- _Problem requirements_
Copy exactly the run of lines that begins at the line with "Provide one point per instance of the paved" and ends at the final line of the entries.

- _The input_
◇ ◇ ◇ ◇ ◇ ◇ ◇

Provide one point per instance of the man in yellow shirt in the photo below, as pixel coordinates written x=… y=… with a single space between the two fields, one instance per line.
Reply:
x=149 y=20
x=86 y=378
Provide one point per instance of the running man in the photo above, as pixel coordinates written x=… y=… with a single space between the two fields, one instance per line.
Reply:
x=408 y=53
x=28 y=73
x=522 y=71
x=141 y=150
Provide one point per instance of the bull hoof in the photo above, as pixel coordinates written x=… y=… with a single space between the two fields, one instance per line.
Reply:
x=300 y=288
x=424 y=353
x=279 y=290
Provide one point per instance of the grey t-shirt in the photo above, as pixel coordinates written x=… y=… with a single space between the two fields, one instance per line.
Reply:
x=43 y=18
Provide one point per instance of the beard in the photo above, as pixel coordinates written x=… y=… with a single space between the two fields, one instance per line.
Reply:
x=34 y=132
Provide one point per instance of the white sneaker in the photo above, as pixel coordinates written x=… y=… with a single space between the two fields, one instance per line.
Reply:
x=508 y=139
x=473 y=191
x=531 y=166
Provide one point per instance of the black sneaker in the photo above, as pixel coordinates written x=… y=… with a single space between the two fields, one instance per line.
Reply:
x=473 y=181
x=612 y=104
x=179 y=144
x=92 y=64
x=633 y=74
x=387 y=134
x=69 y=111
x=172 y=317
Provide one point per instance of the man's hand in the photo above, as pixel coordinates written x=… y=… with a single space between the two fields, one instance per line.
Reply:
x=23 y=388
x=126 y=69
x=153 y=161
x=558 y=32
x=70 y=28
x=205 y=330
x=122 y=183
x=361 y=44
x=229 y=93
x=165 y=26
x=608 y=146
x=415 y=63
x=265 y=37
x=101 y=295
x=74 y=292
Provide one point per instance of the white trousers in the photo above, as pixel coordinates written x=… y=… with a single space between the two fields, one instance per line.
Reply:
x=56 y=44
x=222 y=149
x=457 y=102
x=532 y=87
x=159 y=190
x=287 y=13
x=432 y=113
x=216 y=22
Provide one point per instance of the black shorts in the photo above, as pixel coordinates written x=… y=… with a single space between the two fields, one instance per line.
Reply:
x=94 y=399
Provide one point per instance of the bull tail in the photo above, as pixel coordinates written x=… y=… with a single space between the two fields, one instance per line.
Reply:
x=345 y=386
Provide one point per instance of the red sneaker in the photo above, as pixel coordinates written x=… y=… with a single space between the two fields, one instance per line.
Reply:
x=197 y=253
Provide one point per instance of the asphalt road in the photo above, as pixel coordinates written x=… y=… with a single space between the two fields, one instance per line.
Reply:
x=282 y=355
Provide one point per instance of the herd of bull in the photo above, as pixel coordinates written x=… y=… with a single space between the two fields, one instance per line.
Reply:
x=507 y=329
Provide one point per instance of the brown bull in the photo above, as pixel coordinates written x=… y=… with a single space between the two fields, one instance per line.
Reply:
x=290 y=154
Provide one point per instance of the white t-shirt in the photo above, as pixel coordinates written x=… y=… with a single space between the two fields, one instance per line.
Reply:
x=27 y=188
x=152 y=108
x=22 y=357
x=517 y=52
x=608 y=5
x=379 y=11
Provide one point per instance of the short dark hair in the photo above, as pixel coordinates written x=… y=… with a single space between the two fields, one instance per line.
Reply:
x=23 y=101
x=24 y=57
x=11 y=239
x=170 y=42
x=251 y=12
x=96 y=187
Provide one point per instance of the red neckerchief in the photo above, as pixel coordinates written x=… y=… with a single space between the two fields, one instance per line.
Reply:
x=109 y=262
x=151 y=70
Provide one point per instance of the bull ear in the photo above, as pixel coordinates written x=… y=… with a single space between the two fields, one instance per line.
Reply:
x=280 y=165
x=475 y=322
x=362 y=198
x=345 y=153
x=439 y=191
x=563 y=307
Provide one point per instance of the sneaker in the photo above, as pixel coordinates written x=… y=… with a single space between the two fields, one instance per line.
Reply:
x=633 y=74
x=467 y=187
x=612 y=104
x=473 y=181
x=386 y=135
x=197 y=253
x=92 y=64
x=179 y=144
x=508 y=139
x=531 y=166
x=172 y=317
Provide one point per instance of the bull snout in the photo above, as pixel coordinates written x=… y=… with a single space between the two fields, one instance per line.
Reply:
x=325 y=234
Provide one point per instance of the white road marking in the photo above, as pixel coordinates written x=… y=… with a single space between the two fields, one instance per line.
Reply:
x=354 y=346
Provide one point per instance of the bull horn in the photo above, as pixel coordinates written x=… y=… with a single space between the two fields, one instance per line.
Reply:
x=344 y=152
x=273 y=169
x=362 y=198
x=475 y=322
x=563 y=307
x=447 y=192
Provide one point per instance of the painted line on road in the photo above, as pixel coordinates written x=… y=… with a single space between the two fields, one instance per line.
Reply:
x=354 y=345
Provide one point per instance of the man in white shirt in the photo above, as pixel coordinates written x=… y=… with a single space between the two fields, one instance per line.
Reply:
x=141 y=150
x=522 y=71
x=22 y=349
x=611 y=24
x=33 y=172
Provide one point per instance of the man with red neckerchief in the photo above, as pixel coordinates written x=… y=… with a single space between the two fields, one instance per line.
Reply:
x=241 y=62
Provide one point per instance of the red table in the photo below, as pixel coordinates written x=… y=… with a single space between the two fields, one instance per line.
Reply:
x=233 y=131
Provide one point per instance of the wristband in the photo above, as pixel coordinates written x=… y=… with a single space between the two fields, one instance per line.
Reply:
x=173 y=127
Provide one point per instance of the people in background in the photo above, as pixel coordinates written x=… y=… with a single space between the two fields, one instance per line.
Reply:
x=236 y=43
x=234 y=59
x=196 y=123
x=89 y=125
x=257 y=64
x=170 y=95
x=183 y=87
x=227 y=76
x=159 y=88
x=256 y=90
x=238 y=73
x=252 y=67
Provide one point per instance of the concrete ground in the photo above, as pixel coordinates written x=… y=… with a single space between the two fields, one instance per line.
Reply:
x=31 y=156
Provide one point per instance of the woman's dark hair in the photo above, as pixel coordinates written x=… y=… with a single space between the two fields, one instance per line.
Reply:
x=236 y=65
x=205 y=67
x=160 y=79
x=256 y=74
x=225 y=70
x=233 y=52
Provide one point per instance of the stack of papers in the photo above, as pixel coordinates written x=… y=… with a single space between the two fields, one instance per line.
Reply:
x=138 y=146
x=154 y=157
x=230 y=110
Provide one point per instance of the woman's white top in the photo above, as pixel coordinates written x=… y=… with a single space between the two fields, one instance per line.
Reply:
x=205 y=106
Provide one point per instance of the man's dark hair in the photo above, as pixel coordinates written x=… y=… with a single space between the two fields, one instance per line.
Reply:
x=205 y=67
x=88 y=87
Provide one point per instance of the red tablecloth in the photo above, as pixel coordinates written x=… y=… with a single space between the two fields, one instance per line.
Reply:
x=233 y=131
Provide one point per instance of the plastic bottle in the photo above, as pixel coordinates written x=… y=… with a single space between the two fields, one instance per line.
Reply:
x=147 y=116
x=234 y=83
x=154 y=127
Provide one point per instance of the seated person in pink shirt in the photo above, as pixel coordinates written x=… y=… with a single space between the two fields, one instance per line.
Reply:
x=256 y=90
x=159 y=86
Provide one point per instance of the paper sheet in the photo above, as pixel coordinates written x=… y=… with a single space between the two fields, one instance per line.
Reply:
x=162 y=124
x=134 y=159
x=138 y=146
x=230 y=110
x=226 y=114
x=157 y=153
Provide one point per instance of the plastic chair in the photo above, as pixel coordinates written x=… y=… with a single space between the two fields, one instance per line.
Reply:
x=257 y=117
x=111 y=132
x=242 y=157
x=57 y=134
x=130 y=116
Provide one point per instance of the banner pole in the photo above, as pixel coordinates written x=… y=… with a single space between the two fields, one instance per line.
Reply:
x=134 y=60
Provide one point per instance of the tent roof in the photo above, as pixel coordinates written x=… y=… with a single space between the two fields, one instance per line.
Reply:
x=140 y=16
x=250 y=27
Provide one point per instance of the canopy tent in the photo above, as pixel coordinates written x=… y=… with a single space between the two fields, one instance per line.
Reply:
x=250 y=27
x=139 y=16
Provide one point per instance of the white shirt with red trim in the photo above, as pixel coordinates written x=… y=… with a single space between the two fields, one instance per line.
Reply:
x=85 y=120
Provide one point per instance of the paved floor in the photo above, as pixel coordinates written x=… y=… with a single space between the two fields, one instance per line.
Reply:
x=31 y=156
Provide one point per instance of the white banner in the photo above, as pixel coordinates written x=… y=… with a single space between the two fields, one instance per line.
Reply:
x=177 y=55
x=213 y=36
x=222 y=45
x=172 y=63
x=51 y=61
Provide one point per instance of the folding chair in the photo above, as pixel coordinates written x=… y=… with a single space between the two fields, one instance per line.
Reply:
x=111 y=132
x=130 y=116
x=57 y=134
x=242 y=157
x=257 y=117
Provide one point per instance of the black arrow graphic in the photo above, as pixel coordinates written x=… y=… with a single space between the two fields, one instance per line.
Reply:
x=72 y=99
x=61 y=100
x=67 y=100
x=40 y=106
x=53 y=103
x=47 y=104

◇ ◇ ◇ ◇ ◇ ◇ ◇

- _Answer to the task_
Provide one point per instance of the paved floor in the photo above, as pixel coordinates written x=… y=… with a single space between the two fields, one instance per line.
Reply:
x=31 y=156
Provide one point per instance of the white banner in the photo above, as pixel coordinates written x=… y=… with a single space between the two fields, one instance per line.
Reply:
x=177 y=55
x=213 y=36
x=222 y=45
x=172 y=63
x=51 y=61
Provide one point per instance of the folding chair in the photo above, as pixel coordinates written x=… y=… with a single space between the two fields, one instance per line.
Reply:
x=111 y=132
x=130 y=116
x=57 y=134
x=242 y=157
x=257 y=117
Provide one point per instance of the black arrow graphic in the photo above, as pixel coordinates written x=… y=… with a single space between the two fields, one instance per line.
Reply:
x=72 y=99
x=61 y=100
x=67 y=100
x=40 y=106
x=53 y=103
x=47 y=104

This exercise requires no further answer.